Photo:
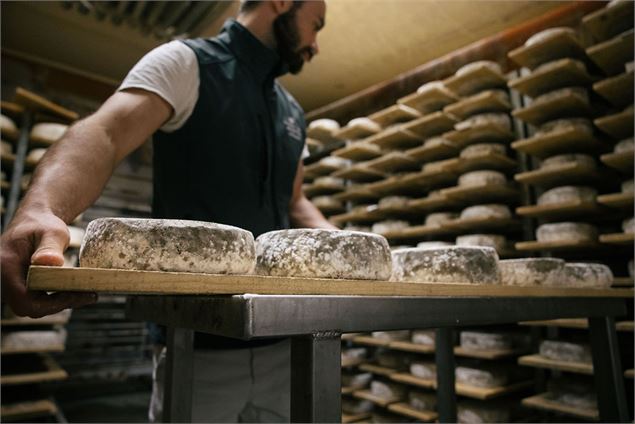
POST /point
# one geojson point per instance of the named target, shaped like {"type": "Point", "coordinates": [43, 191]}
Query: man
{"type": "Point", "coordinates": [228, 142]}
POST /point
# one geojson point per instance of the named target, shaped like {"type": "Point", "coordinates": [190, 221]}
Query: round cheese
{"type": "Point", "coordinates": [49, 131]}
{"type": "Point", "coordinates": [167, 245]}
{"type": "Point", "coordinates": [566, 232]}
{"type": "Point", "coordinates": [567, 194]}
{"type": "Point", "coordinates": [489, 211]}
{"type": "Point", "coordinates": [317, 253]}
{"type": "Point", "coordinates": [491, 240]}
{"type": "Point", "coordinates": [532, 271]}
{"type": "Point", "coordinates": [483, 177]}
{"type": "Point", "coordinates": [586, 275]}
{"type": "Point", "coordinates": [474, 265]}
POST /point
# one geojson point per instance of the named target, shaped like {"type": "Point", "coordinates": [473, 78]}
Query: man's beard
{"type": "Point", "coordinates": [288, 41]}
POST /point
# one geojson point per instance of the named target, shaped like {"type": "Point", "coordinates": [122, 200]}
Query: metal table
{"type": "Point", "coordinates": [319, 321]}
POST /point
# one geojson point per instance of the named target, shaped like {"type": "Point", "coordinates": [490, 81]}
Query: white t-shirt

Written exercise: Display every line from the rows above that contains the string "shaped", copied unchanged.

Solution to this exercise:
# one geojson point per instance of the named target, shaped like {"type": "Point", "coordinates": [43, 191]}
# one geojson point per instance of the named target, shaped like {"type": "Point", "coordinates": [190, 221]}
# one geojson point per instance of the named target, shaped like {"type": "Point", "coordinates": [473, 78]}
# one geojson point per instance of the named target, shaped like {"type": "Point", "coordinates": [122, 200]}
# one geojson point per instance of the named target, shaped like {"type": "Point", "coordinates": [490, 81]}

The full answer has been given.